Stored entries
───
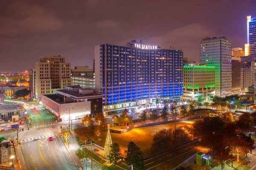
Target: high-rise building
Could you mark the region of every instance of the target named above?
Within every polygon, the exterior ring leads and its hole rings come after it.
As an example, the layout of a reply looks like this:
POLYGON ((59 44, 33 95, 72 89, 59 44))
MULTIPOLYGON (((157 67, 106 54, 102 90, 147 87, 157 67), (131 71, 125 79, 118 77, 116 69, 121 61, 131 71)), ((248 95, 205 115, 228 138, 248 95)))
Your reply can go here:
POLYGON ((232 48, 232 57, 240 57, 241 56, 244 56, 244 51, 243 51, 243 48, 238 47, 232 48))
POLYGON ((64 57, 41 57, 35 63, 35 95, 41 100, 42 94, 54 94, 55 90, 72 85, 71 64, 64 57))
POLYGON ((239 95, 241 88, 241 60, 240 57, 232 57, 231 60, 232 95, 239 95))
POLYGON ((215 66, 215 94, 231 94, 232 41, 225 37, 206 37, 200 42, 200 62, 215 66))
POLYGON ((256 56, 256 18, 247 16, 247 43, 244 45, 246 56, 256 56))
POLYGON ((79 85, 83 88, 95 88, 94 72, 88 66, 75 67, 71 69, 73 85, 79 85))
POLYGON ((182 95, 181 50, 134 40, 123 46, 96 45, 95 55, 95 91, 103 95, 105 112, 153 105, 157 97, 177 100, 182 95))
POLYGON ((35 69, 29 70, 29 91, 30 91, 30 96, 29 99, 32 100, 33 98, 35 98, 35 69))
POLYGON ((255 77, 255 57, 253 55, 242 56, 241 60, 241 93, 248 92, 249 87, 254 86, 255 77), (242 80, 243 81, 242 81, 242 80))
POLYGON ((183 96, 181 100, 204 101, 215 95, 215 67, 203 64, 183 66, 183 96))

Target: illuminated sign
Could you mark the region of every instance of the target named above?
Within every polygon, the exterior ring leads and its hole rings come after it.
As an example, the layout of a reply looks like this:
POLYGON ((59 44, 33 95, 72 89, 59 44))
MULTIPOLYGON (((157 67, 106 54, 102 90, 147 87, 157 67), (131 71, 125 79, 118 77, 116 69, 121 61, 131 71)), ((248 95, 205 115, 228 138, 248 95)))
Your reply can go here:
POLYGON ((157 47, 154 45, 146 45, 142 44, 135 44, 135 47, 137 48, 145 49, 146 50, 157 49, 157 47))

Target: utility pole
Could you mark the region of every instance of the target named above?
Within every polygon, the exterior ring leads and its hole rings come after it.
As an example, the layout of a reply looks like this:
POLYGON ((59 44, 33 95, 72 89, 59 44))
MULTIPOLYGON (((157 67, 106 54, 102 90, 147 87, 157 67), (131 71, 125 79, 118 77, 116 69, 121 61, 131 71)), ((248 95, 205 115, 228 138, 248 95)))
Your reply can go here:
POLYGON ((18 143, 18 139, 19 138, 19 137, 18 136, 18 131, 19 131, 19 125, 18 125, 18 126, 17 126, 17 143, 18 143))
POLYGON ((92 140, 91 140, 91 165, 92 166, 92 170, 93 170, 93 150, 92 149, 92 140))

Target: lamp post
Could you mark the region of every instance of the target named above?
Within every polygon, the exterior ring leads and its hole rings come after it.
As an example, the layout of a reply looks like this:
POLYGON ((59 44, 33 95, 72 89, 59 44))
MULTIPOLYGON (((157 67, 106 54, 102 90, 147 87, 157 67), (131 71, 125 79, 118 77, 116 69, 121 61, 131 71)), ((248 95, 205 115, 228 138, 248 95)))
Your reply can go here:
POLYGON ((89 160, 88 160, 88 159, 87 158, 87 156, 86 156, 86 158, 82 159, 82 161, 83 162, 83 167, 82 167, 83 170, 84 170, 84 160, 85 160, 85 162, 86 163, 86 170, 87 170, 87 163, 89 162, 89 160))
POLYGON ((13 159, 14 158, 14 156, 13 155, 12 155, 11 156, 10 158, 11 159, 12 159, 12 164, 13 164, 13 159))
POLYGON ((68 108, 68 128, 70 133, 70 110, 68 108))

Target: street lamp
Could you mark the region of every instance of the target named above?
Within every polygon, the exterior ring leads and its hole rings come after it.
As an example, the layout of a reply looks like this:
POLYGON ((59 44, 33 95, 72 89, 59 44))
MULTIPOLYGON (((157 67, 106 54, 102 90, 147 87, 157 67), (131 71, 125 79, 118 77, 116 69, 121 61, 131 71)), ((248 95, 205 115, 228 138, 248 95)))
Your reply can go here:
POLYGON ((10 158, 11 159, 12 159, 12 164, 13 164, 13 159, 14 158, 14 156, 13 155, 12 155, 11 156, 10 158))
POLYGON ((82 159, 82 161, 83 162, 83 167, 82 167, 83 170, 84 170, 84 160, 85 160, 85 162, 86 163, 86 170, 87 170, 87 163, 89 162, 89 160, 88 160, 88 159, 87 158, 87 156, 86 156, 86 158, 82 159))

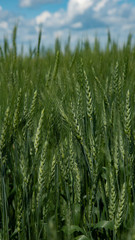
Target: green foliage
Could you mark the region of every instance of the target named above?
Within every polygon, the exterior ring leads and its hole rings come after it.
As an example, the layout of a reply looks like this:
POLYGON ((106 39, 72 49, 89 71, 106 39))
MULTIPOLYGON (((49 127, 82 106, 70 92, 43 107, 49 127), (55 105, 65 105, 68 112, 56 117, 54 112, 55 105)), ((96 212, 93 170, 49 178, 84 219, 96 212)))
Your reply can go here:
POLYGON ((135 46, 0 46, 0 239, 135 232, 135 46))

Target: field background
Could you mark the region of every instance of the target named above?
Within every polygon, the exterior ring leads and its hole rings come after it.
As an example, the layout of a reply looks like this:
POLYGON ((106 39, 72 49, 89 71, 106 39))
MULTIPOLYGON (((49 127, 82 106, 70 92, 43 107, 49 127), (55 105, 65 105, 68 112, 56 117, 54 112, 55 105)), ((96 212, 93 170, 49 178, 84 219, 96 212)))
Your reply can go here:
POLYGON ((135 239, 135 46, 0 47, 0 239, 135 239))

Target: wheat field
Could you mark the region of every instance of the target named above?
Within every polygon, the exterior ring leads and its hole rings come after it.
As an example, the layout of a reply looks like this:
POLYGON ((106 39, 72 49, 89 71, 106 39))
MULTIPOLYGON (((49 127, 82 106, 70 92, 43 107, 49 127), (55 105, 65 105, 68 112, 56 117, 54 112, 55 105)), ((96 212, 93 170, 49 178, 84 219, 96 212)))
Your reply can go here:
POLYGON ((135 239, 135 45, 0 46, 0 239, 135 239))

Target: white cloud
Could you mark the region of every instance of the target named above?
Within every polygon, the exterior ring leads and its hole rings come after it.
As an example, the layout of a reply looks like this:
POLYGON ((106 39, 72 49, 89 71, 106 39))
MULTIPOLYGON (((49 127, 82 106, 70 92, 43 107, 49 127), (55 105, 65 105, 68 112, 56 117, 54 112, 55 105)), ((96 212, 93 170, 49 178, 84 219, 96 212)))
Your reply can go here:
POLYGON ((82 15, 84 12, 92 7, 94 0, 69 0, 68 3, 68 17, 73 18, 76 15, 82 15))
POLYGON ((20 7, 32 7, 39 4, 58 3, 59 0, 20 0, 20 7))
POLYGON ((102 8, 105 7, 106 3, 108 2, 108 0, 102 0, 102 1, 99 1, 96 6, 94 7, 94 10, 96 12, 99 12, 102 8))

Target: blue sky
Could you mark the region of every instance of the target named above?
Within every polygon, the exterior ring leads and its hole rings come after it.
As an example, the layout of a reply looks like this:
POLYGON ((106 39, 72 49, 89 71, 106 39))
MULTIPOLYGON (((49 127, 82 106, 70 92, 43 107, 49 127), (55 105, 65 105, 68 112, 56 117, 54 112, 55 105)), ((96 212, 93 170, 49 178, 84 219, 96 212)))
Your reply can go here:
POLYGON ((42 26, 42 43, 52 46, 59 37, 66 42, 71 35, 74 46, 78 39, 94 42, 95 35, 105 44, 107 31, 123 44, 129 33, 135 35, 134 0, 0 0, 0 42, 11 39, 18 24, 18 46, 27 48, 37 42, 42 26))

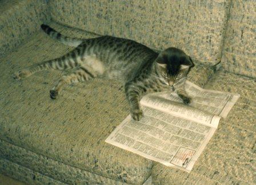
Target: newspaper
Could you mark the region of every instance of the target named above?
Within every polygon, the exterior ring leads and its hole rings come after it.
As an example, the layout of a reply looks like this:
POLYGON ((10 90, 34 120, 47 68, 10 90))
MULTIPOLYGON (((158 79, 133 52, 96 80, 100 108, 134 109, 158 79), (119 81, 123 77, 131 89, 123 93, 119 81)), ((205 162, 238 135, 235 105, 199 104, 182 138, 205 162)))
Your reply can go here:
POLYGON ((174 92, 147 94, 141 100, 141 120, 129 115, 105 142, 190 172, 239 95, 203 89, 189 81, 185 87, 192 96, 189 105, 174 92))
───
TO DO
Put the part of the records running from their start through the line containing "POLYGON ((232 48, 232" into a numbered list, skipping blank lines and leaving the pictures out.

TASK RESULT
1. Target: high-rise building
2. Could you mark the region of every instance of the target named above?
3. Within every polygon, the exterior ring leads and its hole rings come after it.
4. As an example, the layout of a reply looks like this:
5. POLYGON ((59 44, 33 95, 72 89, 59 44))
6. MULTIPOLYGON (((157 67, 106 54, 102 90, 147 87, 157 67), (131 71, 125 79, 118 77, 116 69, 121 61, 131 71)), ((248 95, 205 115, 228 138, 248 95)))
7. Your reply can go here:
8. POLYGON ((232 48, 232 57, 240 57, 241 56, 244 56, 244 51, 243 51, 243 48, 238 47, 232 48))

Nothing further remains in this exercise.